What is asked ▸ Convert the material from the line containing "the stink bug body" through the end of the material into a JSON list of strings, one string per line, leaving out blank lines. Leave the pictures out of the list.

(Point-labeling examples)
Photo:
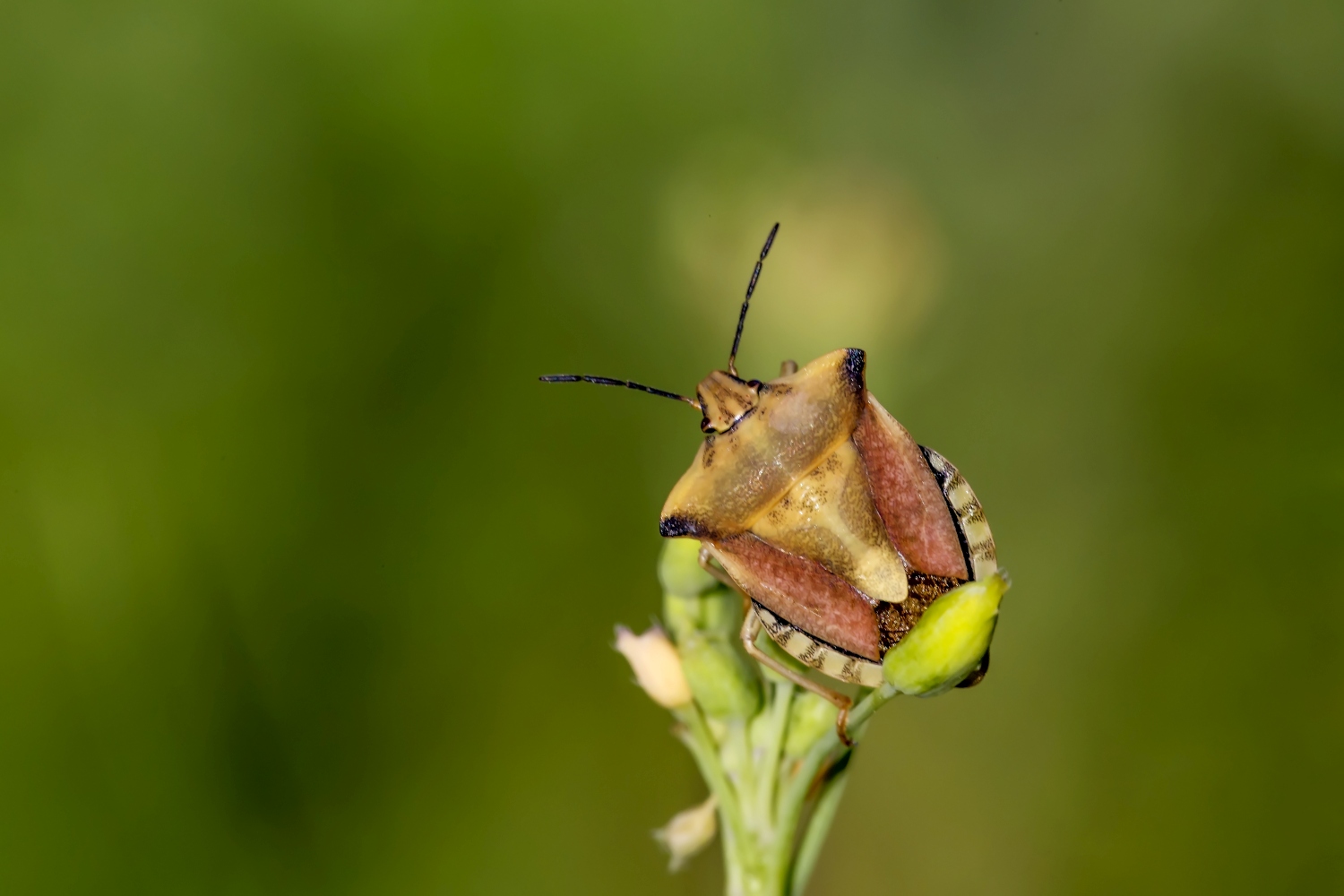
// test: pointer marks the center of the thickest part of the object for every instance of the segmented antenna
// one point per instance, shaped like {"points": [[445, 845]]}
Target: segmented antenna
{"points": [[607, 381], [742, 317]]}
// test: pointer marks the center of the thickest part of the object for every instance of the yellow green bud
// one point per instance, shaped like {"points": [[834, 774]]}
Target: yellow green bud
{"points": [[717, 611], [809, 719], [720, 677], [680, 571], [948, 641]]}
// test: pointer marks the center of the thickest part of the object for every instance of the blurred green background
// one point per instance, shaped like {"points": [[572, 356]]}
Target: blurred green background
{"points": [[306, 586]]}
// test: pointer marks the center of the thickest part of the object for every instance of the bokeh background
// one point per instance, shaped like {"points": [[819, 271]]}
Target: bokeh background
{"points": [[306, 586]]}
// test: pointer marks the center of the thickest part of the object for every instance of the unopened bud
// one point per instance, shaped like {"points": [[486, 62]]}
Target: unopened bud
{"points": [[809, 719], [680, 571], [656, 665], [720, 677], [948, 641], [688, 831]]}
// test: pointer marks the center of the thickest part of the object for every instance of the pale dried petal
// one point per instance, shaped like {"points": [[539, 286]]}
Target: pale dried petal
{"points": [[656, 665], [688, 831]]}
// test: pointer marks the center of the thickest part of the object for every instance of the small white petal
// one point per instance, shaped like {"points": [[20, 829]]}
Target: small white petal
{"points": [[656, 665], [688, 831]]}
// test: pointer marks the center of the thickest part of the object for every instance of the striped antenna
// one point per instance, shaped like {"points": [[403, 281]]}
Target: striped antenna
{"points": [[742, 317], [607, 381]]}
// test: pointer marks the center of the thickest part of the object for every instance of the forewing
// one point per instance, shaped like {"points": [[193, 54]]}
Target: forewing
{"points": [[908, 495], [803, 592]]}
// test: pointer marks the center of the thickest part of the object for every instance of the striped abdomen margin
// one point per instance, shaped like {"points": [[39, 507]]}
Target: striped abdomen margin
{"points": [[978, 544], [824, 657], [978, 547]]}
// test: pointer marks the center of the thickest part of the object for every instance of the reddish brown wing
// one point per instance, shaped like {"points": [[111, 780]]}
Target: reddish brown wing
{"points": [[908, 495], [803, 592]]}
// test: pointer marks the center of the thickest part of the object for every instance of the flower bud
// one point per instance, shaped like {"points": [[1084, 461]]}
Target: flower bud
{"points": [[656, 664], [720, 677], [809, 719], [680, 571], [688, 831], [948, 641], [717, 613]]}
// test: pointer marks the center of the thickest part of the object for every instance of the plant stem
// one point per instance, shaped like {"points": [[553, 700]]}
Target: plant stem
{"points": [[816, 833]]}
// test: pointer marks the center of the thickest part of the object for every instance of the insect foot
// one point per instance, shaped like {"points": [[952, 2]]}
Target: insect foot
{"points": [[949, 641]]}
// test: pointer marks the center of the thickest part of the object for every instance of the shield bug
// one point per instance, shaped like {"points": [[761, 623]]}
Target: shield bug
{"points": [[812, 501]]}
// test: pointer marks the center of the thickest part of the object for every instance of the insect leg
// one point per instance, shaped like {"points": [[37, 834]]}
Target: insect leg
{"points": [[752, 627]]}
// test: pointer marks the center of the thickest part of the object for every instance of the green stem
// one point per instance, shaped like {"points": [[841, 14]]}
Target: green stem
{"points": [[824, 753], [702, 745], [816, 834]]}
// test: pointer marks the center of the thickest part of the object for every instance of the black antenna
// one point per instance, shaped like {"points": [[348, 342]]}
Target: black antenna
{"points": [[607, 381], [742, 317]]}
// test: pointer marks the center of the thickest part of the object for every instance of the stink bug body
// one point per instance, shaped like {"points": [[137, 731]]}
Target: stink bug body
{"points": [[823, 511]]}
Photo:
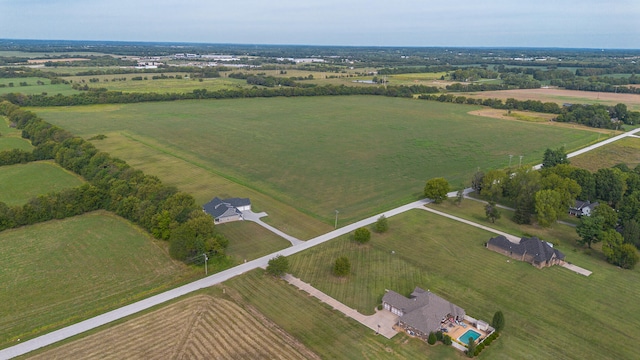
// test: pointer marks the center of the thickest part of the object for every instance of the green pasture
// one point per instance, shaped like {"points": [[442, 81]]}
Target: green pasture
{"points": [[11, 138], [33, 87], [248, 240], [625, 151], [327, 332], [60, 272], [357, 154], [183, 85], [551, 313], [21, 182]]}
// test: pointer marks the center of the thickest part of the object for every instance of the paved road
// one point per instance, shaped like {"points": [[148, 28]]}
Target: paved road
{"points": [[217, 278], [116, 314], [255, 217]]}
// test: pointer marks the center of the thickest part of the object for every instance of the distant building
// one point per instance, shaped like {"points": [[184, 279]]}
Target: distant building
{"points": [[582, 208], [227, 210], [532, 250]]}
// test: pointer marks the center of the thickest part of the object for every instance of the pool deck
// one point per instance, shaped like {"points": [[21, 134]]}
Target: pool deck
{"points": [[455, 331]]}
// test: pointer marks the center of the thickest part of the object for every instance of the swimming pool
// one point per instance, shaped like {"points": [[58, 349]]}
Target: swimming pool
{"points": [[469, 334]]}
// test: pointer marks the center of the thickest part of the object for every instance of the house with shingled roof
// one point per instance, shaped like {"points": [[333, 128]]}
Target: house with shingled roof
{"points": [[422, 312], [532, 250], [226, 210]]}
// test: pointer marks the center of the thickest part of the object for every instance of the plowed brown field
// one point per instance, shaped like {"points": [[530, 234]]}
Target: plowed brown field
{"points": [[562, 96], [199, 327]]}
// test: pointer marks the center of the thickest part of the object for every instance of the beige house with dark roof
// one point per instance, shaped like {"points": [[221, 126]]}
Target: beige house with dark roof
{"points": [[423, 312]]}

Solution to this task ▸
[
  "// test: pointer marks the center of the thickest part of the object for every instance of the stink bug body",
  "// one point per instance, shaped like {\"points\": [[137, 731]]}",
  "Target: stink bug body",
  "{\"points\": [[823, 511]]}",
  "Photo:",
  "// test: pointer marks the center of the thickest part of the object for every instance of the green pasture",
  "// one point per instance, shaped like {\"points\": [[442, 81]]}",
  "Target: green pasture",
  "{\"points\": [[11, 138], [33, 87], [248, 240], [625, 151], [327, 332], [60, 272], [357, 154], [183, 85], [551, 313], [21, 182]]}",
  "// test: pointer marks the center of the thickest part of the object for every instance of the paved road",
  "// one point per instance, shaped like {\"points\": [[148, 28]]}",
  "Target: paved road",
  "{\"points\": [[217, 278], [116, 314], [255, 217]]}",
  "// test: pointer marks the center of the thickest part of the object for every instance of the distant building",
  "// one point per instance, shaped like {\"points\": [[184, 279]]}",
  "Target: distant building",
  "{\"points\": [[582, 208], [227, 210], [532, 250]]}",
  "// test: pointer marks the center of the thickest part of the object for every instance of the pool deck",
  "// one point per instance, shaped like {\"points\": [[21, 134]]}",
  "Target: pool deck",
  "{\"points\": [[455, 331]]}",
  "// test: pointer marks the center of the thickest part of the object for every instance of the swimming pool",
  "// one point per instance, shaped like {\"points\": [[58, 349]]}",
  "Target: swimming pool",
  "{\"points\": [[469, 334]]}",
  "// test: pointer marks the center of the thickest part of the object for every instance of the house with shingled roof",
  "// one point per instance, shaped like {\"points\": [[333, 128]]}",
  "Target: house with shingled roof",
  "{\"points\": [[422, 312], [532, 250], [226, 210]]}",
  "// test: pointer marks the center of the thickest part of the object for every instance of the plowed brown field",
  "// one point per instance, shaped like {\"points\": [[530, 234]]}",
  "Target: plowed brown field",
  "{\"points\": [[562, 96], [199, 327]]}",
  "// test: pointer marks the center of the thickest part of the object for every instance of the beige house with dark roof",
  "// one point per instance, shaped like {\"points\": [[221, 126]]}",
  "Target: beige house with dark roof",
  "{\"points\": [[423, 312]]}"
]